Blok Teks:
Kasus Penembakan Pemilik Mobil Rental: Pandangan Berbeda dari Ponto dan Wilson Lalengke
Jayantara-News.com, Jakarta
Insiden penembakan yang menewaskan pemilik mobil rental oleh anggota TNI Angkatan Laut memicu gelombang perhatian publik. Peristiwa ini menyulut diskusi sengit terkait kronologi, akar masalah, hingga langkah hukum yang seharusnya diambil. Dua tokoh terkemuka, Laksamana Muda TNI (Purn) Soleman B. Ponto dan Wilson Lalengke, Ketua Umum Persatuan Pewarta Warga Indonesia (PPWI), menyampaikan pandangan yang saling bertolak belakang, memperkaya dinamika kasus ini.
Baca juga: Polsek Cinangka Polres Cilegon Disebut Abaikan Laporan, Korban Berujung Tewas di Tangan Pelaku!

Ketentuan Latihan: Lanjutkan artikel tentang kasus penembakan pemilik mobil rental di atas, mulai setelah kalimat terakhir yang ditampilkan.

Daftar yang dikutip dari sebuah koleksi:
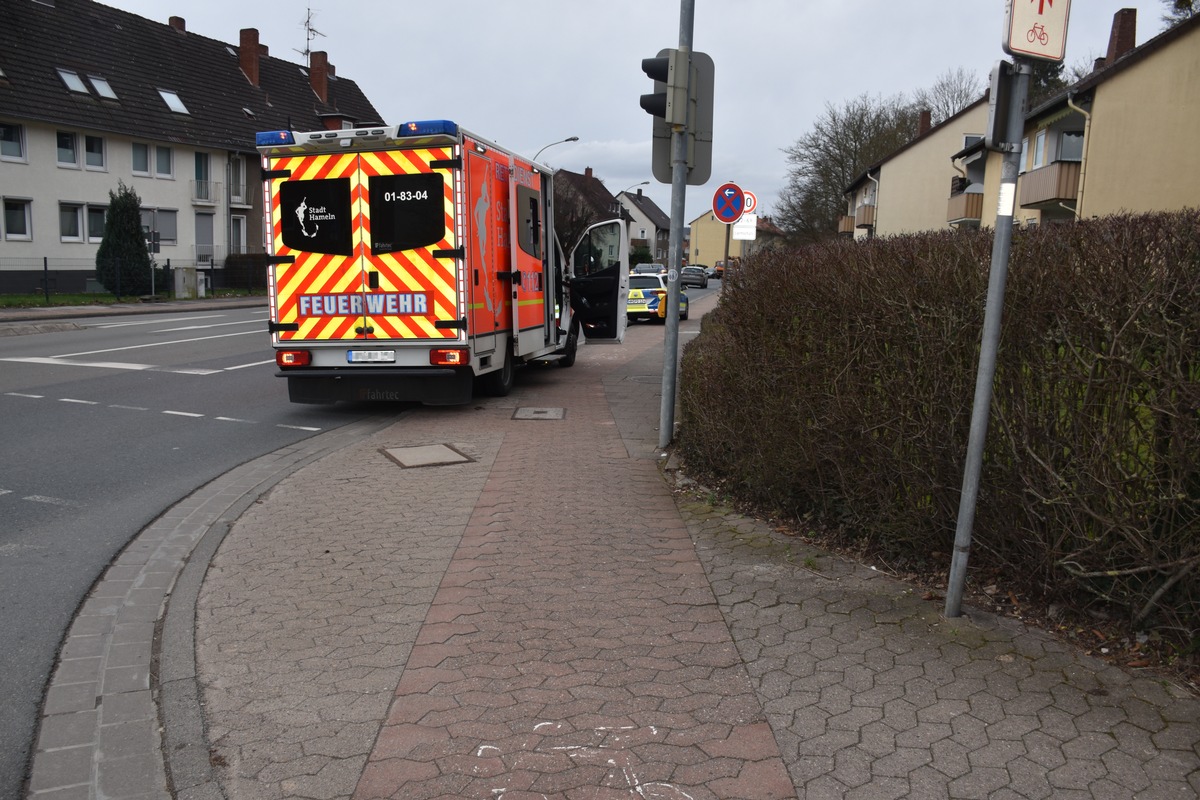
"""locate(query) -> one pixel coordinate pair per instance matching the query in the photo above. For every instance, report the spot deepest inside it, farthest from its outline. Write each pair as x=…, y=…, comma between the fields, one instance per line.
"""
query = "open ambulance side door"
x=599, y=281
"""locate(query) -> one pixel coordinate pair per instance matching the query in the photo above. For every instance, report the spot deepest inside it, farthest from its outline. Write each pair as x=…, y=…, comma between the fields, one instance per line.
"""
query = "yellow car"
x=647, y=294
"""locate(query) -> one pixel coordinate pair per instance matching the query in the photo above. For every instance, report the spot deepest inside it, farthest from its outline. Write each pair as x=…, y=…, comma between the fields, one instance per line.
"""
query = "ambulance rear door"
x=365, y=246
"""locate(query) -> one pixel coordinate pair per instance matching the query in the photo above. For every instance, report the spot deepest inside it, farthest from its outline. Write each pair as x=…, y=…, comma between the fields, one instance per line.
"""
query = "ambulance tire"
x=498, y=383
x=573, y=346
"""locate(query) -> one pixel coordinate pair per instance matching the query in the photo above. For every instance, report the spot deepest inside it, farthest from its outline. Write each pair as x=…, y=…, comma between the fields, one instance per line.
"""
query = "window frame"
x=75, y=149
x=28, y=214
x=88, y=139
x=19, y=140
x=89, y=211
x=76, y=214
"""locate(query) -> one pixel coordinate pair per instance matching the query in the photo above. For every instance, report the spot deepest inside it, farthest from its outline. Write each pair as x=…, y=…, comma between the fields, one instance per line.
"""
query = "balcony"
x=965, y=209
x=205, y=192
x=1051, y=185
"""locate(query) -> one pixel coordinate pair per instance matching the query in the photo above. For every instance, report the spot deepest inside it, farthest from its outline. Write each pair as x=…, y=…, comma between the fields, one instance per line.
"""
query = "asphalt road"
x=106, y=426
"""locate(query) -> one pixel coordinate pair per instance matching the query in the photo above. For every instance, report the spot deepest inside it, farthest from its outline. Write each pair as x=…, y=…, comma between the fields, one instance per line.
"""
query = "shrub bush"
x=837, y=382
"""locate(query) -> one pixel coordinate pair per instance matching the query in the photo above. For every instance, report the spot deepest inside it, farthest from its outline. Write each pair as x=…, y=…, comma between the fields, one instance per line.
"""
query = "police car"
x=646, y=293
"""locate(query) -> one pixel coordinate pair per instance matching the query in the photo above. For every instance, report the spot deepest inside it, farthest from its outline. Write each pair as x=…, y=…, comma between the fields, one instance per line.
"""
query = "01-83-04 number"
x=405, y=197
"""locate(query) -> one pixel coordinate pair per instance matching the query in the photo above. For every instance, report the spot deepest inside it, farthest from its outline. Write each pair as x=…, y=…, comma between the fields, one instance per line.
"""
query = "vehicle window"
x=407, y=211
x=315, y=216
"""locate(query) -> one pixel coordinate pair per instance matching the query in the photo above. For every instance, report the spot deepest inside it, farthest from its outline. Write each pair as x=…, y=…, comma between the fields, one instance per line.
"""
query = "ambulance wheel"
x=498, y=383
x=573, y=346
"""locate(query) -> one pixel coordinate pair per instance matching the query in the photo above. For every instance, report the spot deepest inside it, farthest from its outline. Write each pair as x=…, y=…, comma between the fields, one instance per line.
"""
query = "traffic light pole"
x=1001, y=250
x=675, y=244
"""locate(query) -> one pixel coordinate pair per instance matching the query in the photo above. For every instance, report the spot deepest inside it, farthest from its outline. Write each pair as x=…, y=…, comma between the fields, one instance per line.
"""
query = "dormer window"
x=102, y=86
x=73, y=82
x=173, y=101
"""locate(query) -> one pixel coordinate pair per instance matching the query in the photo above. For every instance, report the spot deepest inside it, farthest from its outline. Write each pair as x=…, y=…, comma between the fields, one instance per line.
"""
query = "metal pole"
x=1001, y=248
x=675, y=246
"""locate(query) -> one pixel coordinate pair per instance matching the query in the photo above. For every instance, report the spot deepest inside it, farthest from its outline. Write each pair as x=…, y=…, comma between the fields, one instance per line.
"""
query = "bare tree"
x=953, y=91
x=1180, y=10
x=843, y=144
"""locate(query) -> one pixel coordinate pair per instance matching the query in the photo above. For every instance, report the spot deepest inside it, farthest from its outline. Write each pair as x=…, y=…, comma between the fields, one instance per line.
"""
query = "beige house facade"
x=1119, y=140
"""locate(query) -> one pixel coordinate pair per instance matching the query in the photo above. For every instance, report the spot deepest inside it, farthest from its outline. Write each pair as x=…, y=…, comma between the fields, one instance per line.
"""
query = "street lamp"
x=570, y=138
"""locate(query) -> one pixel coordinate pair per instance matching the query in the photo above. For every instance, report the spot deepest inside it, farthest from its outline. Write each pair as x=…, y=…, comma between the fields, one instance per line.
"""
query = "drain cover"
x=539, y=414
x=425, y=456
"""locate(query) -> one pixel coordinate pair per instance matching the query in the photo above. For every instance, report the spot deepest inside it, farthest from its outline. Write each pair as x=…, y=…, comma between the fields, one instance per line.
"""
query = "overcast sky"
x=526, y=73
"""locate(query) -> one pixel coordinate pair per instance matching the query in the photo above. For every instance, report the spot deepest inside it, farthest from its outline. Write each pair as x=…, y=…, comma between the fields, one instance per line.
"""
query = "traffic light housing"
x=669, y=101
x=683, y=96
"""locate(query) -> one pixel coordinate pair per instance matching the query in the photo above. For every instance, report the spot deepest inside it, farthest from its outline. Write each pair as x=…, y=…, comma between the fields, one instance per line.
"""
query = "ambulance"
x=419, y=263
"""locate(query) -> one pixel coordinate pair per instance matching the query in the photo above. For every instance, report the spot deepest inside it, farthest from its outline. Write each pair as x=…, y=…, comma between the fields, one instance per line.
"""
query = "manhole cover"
x=539, y=414
x=425, y=456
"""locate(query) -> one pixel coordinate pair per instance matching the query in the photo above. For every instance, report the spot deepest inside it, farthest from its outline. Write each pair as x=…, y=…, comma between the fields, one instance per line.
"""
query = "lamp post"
x=570, y=138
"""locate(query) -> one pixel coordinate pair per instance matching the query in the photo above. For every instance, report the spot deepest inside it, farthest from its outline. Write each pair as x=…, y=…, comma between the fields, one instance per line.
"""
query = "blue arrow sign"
x=729, y=203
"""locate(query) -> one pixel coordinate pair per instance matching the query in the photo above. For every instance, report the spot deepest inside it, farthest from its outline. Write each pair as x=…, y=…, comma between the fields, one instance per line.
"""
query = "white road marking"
x=252, y=364
x=138, y=347
x=53, y=501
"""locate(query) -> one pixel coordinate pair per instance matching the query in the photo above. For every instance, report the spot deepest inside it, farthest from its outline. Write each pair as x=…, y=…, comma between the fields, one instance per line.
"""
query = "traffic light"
x=670, y=98
x=683, y=96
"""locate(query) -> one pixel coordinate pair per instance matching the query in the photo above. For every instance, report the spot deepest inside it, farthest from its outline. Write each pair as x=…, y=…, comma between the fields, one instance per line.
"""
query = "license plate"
x=371, y=356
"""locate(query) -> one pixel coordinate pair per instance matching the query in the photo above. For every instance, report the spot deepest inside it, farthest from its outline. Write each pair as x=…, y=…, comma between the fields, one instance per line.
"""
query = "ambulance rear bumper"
x=429, y=385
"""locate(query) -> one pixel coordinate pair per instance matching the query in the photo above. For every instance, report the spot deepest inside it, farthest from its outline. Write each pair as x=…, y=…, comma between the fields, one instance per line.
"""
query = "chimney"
x=247, y=54
x=1125, y=34
x=319, y=71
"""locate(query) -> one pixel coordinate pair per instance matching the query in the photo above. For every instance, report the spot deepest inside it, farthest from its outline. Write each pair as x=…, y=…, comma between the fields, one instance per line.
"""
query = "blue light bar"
x=429, y=127
x=270, y=138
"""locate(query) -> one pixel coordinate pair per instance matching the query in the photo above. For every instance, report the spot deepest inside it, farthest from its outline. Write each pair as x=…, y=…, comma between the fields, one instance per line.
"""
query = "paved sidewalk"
x=510, y=600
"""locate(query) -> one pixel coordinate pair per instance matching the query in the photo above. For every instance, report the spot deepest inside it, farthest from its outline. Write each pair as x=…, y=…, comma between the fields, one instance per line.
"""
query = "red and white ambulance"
x=419, y=262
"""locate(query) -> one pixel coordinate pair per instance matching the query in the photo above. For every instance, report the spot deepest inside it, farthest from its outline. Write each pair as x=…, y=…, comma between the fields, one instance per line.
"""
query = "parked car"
x=694, y=276
x=646, y=295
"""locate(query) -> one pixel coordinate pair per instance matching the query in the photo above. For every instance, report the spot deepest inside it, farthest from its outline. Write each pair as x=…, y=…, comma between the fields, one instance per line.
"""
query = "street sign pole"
x=1001, y=248
x=675, y=245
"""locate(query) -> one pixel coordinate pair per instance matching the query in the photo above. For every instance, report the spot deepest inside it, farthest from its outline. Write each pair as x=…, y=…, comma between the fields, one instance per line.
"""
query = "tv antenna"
x=310, y=34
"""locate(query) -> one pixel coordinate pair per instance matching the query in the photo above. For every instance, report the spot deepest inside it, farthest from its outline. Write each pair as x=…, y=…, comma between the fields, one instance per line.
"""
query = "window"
x=173, y=101
x=203, y=190
x=102, y=86
x=163, y=162
x=69, y=154
x=141, y=158
x=238, y=180
x=73, y=82
x=16, y=220
x=12, y=142
x=1039, y=149
x=1071, y=145
x=94, y=151
x=162, y=222
x=70, y=226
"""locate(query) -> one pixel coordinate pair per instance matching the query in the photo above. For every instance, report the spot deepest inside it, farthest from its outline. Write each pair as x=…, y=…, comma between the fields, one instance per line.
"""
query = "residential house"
x=711, y=241
x=91, y=96
x=648, y=227
x=906, y=191
x=1117, y=140
x=580, y=200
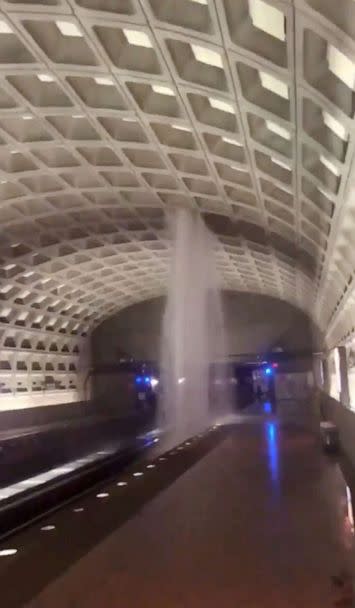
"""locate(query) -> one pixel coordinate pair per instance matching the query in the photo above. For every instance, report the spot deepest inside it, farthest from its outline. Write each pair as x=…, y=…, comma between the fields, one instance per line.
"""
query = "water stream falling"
x=194, y=380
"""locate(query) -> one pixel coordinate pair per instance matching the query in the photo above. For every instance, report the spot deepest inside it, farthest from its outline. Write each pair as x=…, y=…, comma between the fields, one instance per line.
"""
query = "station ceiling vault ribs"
x=114, y=111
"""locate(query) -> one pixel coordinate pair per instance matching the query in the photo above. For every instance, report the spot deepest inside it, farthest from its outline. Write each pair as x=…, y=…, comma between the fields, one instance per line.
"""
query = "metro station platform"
x=250, y=515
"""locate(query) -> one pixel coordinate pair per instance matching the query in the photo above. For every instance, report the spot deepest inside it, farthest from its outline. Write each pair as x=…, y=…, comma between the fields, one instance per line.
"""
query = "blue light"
x=273, y=451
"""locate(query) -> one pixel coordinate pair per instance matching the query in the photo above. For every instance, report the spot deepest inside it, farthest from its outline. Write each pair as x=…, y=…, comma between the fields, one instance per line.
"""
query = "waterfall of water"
x=193, y=371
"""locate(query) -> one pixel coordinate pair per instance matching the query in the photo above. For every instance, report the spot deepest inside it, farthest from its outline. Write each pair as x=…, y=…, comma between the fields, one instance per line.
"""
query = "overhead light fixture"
x=280, y=163
x=104, y=81
x=67, y=28
x=163, y=90
x=278, y=130
x=220, y=104
x=138, y=38
x=285, y=188
x=329, y=165
x=232, y=142
x=341, y=66
x=334, y=125
x=207, y=56
x=181, y=128
x=45, y=78
x=267, y=18
x=5, y=28
x=273, y=84
x=324, y=193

Hasil Keluaran:
Pandangan Laksda (Purn) Soleman B. Ponto: Bela Diri atau Premanisme?
Laksda (Purn) Ponto mengungkapkan bahwa insiden tersebut bermula dari dugaan penggelapan mobil yang mendorong pemilik rental bertindak di luar prosedur hukum dengan mengerahkan massa. “Tindakan ini melanggar hukum. Pemilik rental seharusnya melapor kepada kepolisian untuk penanganan sesuai prosedur,” tegasnya dalam pernyataan pers pada Sabtu, 11 Januari 2025.
Ponto menilai anggota TNI AL yang menembak korban berada dalam situasi terdesak akibat pengeroyokan. Tindakan melepaskan tembakan dianggap sebagai upaya membela diri, sesuai Pasal 49 KUHP. Namun, ia menekankan pentingnya syarat pembelaan diri: adanya ancaman melawan hukum, tindakan proporsional, dan tujuan menghentikan serangan.
“Kasus ini menjadi pelajaran penting untuk mendorong penyelesaian konflik melalui jalur hukum, bukan kekerasan,” ujarnya.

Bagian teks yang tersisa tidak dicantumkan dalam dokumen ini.